(YOUR TASK) Display every line from the rows below that contains the word "road", copying each one in full. Only matches in the same case count.

* * * *

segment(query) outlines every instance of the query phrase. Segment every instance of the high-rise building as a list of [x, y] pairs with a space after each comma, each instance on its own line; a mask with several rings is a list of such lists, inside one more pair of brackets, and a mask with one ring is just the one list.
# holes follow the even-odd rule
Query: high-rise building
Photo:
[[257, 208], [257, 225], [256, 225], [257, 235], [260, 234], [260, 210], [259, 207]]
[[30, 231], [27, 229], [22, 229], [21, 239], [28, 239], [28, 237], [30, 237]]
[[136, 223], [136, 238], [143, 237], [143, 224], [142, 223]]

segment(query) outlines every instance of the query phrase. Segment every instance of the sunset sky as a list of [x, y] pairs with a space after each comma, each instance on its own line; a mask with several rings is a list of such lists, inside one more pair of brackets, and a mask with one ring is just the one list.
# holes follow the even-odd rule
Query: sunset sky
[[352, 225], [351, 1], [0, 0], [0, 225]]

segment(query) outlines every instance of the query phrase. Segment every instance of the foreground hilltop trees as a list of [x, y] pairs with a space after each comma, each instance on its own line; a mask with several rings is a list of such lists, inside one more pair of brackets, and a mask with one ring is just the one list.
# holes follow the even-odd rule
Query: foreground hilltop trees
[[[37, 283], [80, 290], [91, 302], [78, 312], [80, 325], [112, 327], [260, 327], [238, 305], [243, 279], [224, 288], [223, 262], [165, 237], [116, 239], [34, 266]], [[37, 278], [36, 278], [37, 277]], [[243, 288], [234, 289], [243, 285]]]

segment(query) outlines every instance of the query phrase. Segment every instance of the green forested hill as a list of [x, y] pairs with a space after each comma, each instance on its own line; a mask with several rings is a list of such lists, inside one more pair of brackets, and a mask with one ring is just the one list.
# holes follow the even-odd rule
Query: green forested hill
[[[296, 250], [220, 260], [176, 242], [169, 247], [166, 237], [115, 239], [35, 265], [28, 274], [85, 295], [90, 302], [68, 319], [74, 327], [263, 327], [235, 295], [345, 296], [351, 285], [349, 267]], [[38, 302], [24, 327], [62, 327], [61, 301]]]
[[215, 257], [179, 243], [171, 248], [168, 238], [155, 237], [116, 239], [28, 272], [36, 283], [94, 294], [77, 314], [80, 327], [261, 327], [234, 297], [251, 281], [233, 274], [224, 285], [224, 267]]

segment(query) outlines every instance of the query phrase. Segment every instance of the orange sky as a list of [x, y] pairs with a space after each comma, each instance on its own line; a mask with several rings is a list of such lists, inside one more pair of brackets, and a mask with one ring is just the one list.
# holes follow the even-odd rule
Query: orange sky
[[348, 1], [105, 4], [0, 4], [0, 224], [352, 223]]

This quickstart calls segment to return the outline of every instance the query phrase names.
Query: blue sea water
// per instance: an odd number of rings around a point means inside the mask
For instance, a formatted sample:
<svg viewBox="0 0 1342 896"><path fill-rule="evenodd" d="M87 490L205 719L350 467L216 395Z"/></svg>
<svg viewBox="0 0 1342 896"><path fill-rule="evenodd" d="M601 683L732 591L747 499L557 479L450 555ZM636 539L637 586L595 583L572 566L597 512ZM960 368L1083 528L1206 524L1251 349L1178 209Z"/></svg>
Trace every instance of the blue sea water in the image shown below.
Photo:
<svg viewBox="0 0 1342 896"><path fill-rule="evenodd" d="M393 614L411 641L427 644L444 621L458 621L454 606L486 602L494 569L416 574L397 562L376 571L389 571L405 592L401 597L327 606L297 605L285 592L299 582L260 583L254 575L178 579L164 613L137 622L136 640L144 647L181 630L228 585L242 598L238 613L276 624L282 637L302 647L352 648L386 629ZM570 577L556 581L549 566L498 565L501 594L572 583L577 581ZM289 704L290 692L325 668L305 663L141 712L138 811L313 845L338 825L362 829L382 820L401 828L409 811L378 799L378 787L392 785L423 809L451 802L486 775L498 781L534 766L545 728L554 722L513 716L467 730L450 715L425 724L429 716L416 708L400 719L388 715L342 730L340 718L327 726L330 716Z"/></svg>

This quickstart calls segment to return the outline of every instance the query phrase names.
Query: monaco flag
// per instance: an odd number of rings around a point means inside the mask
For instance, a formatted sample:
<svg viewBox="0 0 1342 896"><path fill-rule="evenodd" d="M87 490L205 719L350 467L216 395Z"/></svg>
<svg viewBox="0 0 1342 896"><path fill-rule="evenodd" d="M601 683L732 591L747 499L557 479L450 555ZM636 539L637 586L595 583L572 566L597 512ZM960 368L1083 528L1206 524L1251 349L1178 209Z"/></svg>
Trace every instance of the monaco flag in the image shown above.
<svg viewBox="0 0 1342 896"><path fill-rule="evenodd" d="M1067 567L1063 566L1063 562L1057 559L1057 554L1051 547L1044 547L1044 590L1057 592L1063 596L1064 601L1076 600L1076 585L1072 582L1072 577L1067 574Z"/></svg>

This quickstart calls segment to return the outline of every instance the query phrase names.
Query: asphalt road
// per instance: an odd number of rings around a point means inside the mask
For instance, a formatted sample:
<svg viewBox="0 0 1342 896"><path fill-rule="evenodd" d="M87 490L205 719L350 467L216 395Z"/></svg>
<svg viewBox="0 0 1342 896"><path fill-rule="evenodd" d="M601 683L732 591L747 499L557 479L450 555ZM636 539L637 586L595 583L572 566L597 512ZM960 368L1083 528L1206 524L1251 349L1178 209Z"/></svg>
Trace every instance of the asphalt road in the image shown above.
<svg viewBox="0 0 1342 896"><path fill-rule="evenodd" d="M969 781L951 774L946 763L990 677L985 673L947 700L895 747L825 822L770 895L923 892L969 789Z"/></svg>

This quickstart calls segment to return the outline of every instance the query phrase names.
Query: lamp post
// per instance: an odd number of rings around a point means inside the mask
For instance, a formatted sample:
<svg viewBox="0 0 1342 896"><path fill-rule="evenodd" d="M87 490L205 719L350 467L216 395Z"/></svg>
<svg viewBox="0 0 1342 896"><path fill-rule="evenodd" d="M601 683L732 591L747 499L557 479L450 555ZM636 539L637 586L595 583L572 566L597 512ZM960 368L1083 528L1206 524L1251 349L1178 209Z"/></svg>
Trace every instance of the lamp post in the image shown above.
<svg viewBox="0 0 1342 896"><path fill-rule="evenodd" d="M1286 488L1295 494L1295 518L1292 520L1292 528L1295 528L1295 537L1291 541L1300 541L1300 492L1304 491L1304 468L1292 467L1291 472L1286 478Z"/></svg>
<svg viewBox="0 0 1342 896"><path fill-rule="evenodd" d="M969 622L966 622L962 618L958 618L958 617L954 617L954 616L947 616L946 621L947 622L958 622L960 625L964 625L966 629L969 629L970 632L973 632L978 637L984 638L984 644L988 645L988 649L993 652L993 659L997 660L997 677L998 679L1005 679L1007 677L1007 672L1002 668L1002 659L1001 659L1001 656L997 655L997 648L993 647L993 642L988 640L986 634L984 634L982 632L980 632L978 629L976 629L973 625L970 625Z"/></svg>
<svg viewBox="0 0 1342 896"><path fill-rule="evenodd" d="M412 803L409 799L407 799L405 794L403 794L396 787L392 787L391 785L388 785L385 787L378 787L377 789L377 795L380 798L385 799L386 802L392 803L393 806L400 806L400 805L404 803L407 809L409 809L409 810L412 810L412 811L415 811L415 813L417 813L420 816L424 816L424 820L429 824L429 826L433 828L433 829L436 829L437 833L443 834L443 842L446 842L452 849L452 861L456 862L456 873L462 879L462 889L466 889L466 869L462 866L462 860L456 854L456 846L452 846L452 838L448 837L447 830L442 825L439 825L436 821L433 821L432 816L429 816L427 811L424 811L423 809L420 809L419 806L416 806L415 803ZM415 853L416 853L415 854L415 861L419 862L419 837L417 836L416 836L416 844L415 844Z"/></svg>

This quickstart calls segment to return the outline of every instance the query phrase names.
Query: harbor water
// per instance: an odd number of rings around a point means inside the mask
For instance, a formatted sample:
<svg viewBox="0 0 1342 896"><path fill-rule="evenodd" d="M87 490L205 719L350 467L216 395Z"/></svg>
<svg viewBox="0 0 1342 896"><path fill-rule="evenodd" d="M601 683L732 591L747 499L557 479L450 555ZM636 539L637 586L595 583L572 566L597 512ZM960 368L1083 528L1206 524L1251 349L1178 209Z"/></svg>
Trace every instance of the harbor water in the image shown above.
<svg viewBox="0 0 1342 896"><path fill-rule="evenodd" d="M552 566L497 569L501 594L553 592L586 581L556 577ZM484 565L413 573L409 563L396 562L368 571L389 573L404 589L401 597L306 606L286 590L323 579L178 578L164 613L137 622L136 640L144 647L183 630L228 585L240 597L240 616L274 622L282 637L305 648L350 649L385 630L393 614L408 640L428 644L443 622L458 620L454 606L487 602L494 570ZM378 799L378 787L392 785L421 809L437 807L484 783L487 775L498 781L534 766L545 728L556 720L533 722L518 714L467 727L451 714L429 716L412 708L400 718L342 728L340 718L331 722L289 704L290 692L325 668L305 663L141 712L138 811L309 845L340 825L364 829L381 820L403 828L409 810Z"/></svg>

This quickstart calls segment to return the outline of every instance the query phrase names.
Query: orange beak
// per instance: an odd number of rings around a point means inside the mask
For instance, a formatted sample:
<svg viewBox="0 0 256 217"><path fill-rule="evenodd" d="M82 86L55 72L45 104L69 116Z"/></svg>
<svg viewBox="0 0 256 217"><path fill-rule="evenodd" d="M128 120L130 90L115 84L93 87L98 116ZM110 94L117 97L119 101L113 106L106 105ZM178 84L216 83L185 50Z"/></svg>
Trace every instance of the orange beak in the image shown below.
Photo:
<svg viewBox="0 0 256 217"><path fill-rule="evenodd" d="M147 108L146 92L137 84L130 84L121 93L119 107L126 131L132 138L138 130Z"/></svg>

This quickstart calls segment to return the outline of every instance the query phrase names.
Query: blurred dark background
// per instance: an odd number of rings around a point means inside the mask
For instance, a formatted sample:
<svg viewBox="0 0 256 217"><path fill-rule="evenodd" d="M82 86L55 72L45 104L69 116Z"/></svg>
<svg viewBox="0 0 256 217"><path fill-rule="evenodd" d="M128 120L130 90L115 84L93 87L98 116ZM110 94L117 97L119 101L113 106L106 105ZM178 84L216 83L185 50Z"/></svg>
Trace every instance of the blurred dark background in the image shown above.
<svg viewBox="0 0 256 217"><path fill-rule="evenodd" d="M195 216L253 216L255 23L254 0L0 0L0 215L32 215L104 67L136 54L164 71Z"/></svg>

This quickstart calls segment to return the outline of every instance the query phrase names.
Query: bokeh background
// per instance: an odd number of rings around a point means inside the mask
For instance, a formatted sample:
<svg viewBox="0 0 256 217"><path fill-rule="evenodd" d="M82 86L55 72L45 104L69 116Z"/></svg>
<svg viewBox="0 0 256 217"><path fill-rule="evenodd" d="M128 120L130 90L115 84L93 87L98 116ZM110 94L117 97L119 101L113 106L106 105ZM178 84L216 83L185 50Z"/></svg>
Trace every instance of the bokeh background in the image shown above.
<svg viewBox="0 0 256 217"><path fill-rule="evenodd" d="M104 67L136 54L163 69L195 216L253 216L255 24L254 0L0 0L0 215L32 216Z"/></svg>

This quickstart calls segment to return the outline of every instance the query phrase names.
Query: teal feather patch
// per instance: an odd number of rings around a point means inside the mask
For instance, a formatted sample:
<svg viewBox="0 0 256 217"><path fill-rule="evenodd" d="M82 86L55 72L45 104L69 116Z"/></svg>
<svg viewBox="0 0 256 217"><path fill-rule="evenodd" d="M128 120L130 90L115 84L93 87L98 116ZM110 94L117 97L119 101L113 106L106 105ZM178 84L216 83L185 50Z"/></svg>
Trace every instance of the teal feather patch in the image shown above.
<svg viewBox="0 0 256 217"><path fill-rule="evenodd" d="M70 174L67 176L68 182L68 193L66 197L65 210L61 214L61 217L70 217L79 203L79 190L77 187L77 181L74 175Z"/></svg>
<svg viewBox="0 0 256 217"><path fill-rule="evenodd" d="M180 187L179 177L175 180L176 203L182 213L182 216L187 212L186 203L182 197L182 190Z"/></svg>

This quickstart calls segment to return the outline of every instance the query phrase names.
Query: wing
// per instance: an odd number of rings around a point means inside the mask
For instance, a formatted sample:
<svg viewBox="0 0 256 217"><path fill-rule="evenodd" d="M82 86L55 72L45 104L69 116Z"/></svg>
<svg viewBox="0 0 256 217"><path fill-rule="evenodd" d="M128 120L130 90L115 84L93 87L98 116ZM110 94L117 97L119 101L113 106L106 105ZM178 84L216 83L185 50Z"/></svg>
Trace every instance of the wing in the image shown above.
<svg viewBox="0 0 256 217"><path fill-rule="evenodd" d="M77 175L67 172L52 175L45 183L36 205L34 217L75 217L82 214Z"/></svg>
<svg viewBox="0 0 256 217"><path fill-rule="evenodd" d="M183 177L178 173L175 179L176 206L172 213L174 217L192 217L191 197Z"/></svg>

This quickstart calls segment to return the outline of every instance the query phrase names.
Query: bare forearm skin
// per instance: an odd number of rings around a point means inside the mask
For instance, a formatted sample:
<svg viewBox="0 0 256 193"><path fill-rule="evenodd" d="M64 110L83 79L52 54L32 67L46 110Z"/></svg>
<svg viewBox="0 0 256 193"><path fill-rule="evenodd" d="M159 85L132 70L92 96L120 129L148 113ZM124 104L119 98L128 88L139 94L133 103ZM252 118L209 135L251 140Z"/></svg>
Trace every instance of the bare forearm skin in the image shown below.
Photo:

* * * *

(SOLUTION TO THIS EXERCISE)
Query: asphalt road
Trace every instance of the asphalt road in the image shown above.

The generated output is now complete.